Work to complete: An image-free, word-for-word version of the records below is to be returned.

#### Exercise materials ####

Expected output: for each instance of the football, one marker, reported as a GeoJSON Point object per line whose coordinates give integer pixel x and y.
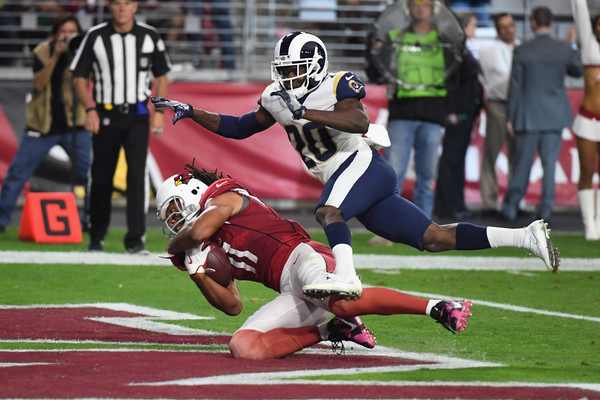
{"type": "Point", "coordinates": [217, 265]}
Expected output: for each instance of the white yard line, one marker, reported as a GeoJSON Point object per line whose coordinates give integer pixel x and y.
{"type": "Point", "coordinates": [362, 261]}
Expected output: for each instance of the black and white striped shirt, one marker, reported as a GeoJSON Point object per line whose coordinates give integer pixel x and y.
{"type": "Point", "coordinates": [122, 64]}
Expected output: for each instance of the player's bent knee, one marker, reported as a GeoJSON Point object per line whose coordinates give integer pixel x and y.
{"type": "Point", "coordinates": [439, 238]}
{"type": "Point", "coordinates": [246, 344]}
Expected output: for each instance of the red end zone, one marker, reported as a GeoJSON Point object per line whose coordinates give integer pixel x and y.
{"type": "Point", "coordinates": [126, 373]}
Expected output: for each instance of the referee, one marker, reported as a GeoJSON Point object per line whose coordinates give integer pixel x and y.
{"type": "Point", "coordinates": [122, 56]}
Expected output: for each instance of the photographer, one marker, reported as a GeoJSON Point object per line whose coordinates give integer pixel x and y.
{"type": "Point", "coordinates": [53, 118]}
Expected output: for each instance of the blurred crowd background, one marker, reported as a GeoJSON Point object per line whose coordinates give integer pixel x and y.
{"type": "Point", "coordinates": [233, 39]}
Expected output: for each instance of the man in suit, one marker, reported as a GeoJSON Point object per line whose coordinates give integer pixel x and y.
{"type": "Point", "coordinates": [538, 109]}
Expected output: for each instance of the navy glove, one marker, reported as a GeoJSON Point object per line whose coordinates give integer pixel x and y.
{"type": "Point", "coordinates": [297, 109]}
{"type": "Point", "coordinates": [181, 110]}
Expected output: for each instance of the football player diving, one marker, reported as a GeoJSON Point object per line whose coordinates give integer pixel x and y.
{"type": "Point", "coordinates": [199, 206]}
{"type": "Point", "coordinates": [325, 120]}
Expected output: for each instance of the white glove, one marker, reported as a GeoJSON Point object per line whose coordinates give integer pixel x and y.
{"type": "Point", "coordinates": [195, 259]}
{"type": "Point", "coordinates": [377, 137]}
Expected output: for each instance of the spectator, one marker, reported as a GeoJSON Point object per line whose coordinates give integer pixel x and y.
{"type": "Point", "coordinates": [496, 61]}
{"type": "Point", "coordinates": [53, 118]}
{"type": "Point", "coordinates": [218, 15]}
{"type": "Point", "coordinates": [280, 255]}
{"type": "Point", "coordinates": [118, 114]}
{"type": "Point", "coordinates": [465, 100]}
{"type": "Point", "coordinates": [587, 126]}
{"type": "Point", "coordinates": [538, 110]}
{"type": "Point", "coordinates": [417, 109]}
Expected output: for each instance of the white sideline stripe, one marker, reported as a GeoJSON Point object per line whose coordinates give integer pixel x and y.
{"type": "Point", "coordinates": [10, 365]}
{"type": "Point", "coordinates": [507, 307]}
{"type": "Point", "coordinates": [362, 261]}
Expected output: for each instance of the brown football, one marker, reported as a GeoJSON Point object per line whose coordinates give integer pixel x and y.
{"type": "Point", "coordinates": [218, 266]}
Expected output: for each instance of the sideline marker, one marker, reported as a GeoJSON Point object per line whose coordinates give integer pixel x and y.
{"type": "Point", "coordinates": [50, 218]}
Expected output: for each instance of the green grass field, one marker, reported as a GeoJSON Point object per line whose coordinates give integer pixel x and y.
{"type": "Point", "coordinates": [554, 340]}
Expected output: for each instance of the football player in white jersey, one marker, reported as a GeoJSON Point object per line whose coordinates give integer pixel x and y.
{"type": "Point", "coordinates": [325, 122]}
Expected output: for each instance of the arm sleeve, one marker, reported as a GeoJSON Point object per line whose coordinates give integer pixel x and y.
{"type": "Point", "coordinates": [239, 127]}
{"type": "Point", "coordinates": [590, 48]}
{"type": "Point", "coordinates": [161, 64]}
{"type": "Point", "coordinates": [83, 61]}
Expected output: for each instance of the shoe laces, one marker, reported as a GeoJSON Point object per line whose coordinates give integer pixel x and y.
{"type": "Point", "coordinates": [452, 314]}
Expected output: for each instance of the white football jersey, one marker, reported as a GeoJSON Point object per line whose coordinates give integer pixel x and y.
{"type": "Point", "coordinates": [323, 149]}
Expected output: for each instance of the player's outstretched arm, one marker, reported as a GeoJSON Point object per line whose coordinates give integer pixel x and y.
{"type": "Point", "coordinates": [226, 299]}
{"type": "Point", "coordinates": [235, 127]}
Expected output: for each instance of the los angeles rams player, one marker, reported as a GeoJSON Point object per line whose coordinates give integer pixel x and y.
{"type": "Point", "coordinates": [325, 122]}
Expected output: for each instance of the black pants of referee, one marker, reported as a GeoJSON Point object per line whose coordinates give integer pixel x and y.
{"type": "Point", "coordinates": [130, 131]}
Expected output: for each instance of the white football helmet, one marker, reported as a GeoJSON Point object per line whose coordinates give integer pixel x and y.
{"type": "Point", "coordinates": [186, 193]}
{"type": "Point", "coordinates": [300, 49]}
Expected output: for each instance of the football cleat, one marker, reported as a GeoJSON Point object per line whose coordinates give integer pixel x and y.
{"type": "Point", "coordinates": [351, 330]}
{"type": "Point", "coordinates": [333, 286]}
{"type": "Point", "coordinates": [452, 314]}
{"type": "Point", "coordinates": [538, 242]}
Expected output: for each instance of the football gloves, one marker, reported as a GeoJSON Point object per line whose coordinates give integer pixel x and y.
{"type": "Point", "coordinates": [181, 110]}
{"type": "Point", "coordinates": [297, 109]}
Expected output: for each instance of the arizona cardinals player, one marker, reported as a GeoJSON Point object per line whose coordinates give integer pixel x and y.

####

Problem solution:
Expected output: for each instance of the football, one marker, reported as a GeoJSON Point object per line whose coordinates give integer pixel x and y.
{"type": "Point", "coordinates": [217, 265]}
Expected output: for each instance of the white yard line, one marker, reported as a GeoJSON Point object per line whose coordinates give integer pixel x and y.
{"type": "Point", "coordinates": [362, 261]}
Expected output: for each instance of the black and white striped shirt, one marker, reported as a GeoJSON Point object per line whose coordinates give integer pixel x and y.
{"type": "Point", "coordinates": [122, 64]}
Expected output: for each instance of the player's bent knee, one marker, reported as a GeoJSON Point object per line whose coordinates give integer pixel x and y.
{"type": "Point", "coordinates": [439, 238]}
{"type": "Point", "coordinates": [246, 344]}
Expected output: for each instance of the red end zone, one marker, reported as a GeoJSON Point object per line whose coordinates give integer pixel x and y.
{"type": "Point", "coordinates": [126, 373]}
Expected output: for each instance of the referee, one marker, reported as a GeoJSON Point object per line whose coordinates give integer pixel x and y.
{"type": "Point", "coordinates": [122, 56]}
Expected output: for each instance of the photographer, one marker, reported as a GeoJSON Point object per line whose coordinates give integer pixel x and y.
{"type": "Point", "coordinates": [53, 118]}
Expected output: for each instance of the blurred crowd background, one marker, reported as a GeoJSON Point object per line whose coordinates give integer pixel x and y.
{"type": "Point", "coordinates": [233, 39]}
Expected output: for each instance of the man in suit, one marker, reported as a GeoJSON Point object per line whose coordinates give integer pixel x and y.
{"type": "Point", "coordinates": [538, 109]}
Expected output: for each instance of the navy glove, one marker, reported as a GeoJSON Point object per line whose coordinates give integer pixel x and y.
{"type": "Point", "coordinates": [297, 109]}
{"type": "Point", "coordinates": [181, 110]}
Expected output: for each instance of the football player diving, one marker, reported as a GeoJSON Point object per line whose coordinates give integer pixel x and y.
{"type": "Point", "coordinates": [199, 206]}
{"type": "Point", "coordinates": [325, 120]}
Expected output: for each instance of the white glove, one marker, reported as a GeoJSON Point object per line whose coordinates give integer pixel x and y.
{"type": "Point", "coordinates": [195, 259]}
{"type": "Point", "coordinates": [377, 137]}
Expected output: for each instance of the spectator, one marker, reported as a GeoJSON Point object per line whose coordinates give integer pixel x and y.
{"type": "Point", "coordinates": [496, 61]}
{"type": "Point", "coordinates": [53, 118]}
{"type": "Point", "coordinates": [218, 15]}
{"type": "Point", "coordinates": [280, 255]}
{"type": "Point", "coordinates": [118, 114]}
{"type": "Point", "coordinates": [465, 100]}
{"type": "Point", "coordinates": [587, 126]}
{"type": "Point", "coordinates": [538, 110]}
{"type": "Point", "coordinates": [417, 109]}
Expected output: for each instance of the white sideline stripe, one marker, reported as a GeoJSON Point object per line whose coordinates give integer pixel x and y.
{"type": "Point", "coordinates": [10, 365]}
{"type": "Point", "coordinates": [507, 307]}
{"type": "Point", "coordinates": [362, 261]}
Expected output: for each instance of the brown football, one marker, reported as a GeoJSON Point object per line whose coordinates give integer pixel x and y.
{"type": "Point", "coordinates": [218, 266]}
Expected output: for each instance of the sideline marker, one marker, reported as a GeoJSON Point object per line whose coordinates give integer pixel x and y.
{"type": "Point", "coordinates": [50, 218]}
Expected output: for each instance of the green grass field, one marker, reported as a GeoJSON Point object per line whose coordinates give integer pixel x and y.
{"type": "Point", "coordinates": [554, 340]}
Expected output: for each instance of the football player in white jersey, one marker, reported as a GeoJSON Point object per line whose coordinates give integer pixel x and y.
{"type": "Point", "coordinates": [325, 122]}
Expected output: for each instance of the arm sleeve, one marker, reported as a GeoJSON Point object per line whose coordinates give integer pixel x and y.
{"type": "Point", "coordinates": [239, 127]}
{"type": "Point", "coordinates": [590, 48]}
{"type": "Point", "coordinates": [161, 64]}
{"type": "Point", "coordinates": [83, 61]}
Expected output: for each instance of the shoe laces, one marker, reported as a GeoJSON Point object per line whose coordinates give integer pixel x and y.
{"type": "Point", "coordinates": [452, 314]}
Expected output: for each instance of the white football jersey, one marker, reported as a GeoJSON Point object per line whose coordinates give integer pixel x and y.
{"type": "Point", "coordinates": [323, 149]}
Expected output: for each instance of the player's outstretched arm, one marker, reported as a GeoJSON Point object per line whose coordinates give integer pixel x and y.
{"type": "Point", "coordinates": [226, 299]}
{"type": "Point", "coordinates": [235, 127]}
Expected output: for each instance of the los angeles rams player, one marker, reported as a GeoJSON Point object per line whose coordinates give integer pixel x and y.
{"type": "Point", "coordinates": [325, 122]}
Expected output: for each instance of the black pants of referee, one marker, reported as a GeoJSON Point object per line whose coordinates give integer pixel x and y.
{"type": "Point", "coordinates": [130, 131]}
Expected output: for each instance of the white football helmet, one marker, reported as a GeoJSON Point object per line whose coordinates give integer pixel x and y.
{"type": "Point", "coordinates": [186, 193]}
{"type": "Point", "coordinates": [300, 49]}
Expected output: for each instance of the football cleat, one marker, reported as a GeoJSON Point object per line whose coordinates give integer pixel x and y.
{"type": "Point", "coordinates": [351, 330]}
{"type": "Point", "coordinates": [333, 286]}
{"type": "Point", "coordinates": [452, 314]}
{"type": "Point", "coordinates": [538, 242]}
Expected output: for each instance of the football gloves, one marker, reported as a GeoJSON Point object per line whose coordinates give integer pixel x and y.
{"type": "Point", "coordinates": [181, 110]}
{"type": "Point", "coordinates": [297, 109]}
Expected output: for each instance of the arizona cardinals player, one marker, reported as a GeoJSON Point object per line whose coordinates give integer pixel x and y.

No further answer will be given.